[ФРАГМЕНТ ТЕКСТА]
§ §
Сами люди обращаются и в прокуратуру, и в Следственный комитет. Мы тоже делаем обращение по данным случаям, собираем информацию, предоставляем дополнительную информацию, чтобы можно было возбудить уголовное дело, например, или чтобы прокуратура провела проверку, почему в таком-то случае произошла госпитализация. Ведь видно, что тут было неправильное действие с точки зрения закона.
Но мы не получаем никаких адекватных ответных действий от правоохранительных органов, только отписки. Еще довольно часто просто пересылают из одного органа в другой. Из прокуратуры рекомендуют обратиться в Следственный комитет или прокуратура сама отправляет в Комитет по здравоохранению, ведь психиатрические больницы находятся под управлением Комитета по здравоохранению Санкт-Петербурга. Комитет по здравоохранению отвечает, что проведена проверка. В чем она состояла, что было проанализировано – никаких данных не сообщается. Просто «проверка проведена, данные не подтвердились».
И эту картину мы видим постоянно на протяжении многих лет. Практически ничего не сдвигается с места. Правоохранительные органы ничего не предпринимают. Редкий случай, когда прокуратура может провести реальную проверку, подтвердить те данные, о которых мы сообщали. Здесь, конечно, может возникнуть вопрос: может быть, действительно, не было нарушений? Но знаете, когда я сам посещаю пациентов в психиатрической больнице, когда ко мне обращаются родственники, я вижу все эти нарушения. Для меня это свершившийся факт, но странно видеть, что прокуратура отвечает: «Проверка проведена, и ничего не выявлено», – отмечает исполнительный директор Гражданской комиссии по правам человека в Петербурге Дмитрий Грибанов.
§ §
[ПРИВЕДЁННЫЕ ЗАПИСИ]
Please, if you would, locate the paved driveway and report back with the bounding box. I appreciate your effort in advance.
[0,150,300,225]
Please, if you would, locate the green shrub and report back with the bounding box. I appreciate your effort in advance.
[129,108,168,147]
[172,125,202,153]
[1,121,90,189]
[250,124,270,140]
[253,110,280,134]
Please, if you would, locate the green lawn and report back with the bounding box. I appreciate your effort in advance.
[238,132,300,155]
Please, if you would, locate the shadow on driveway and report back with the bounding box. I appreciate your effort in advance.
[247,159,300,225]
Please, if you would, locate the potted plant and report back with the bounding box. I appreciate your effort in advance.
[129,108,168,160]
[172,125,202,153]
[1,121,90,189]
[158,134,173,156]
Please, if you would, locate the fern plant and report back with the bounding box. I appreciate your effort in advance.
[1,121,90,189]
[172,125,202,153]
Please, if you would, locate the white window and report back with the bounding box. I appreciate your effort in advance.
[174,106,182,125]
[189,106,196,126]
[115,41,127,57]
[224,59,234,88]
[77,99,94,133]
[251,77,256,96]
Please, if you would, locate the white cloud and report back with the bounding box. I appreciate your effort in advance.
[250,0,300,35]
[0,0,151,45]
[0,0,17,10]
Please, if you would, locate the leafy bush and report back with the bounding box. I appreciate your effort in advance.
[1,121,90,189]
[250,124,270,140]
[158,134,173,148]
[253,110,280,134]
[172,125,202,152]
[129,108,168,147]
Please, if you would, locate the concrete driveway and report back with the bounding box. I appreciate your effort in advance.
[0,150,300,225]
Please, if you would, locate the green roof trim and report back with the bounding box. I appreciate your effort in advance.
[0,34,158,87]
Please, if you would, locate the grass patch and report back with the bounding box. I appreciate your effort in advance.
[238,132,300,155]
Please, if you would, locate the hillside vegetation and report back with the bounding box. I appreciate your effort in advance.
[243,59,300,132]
§ §
[СПИСОК ЗАДАНИЙ]
• A. Выведите дословно часть фрагмента между словами «Сами люди обращаются» и «точки зрения закона.», включая их.
• B. Ответьте по фрагменту на вопросы:
(i) Под чьим управлением находятся психиатрические больницы?
(ii) Какую должность занимает Дмитрий Грибанов?
(iii) Что получают от правоохранительных органов вместо адекватных ответных действий?
• C. Определите, соответствуют ли фрагменту утверждения, и подтвердите каждый ответ цитатой из него:
(i) Комитет по здравоохранению сообщает, в чем состояла проведенная проверка.
(ii) Люди обращаются и в прокуратуру, и в Следственный комитет.
(iii) Прокуратура часто проводит реальные проверки и подтверждает сообщенные данные.
Записи здесь никакой роли не играют.

[ОТВЕТЫ К ЗАДАНИЯМ]
• A.
Сами люди обращаются и в прокуратуру, и в Следственный комитет. Мы тоже делаем обращение по данным случаям, собираем информацию, предоставляем дополнительную информацию, чтобы можно было возбудить уголовное дело, например, или чтобы прокуратура провела проверку, почему в таком-то случае произошла госпитализация. Ведь видно, что тут было неправильное действие с точки зрения закона.

• B.
(i) Под управлением Комитета по здравоохранению Санкт-Петербурга.
(ii) Исполнительный директор Гражданской комиссии по правам человека в Петербурге.
(iii) Только отписки.

• C.
(i) Нет: «В чем она состояла, что было проанализировано – никаких данных не сообщается».
(ii) Да: «Сами люди обращаются и в прокуратуру, и в Следственный комитет».
(iii) Нет: «Редкий случай, когда прокуратура может провести реальную проверку, подтвердить те данные, о которых мы сообщали».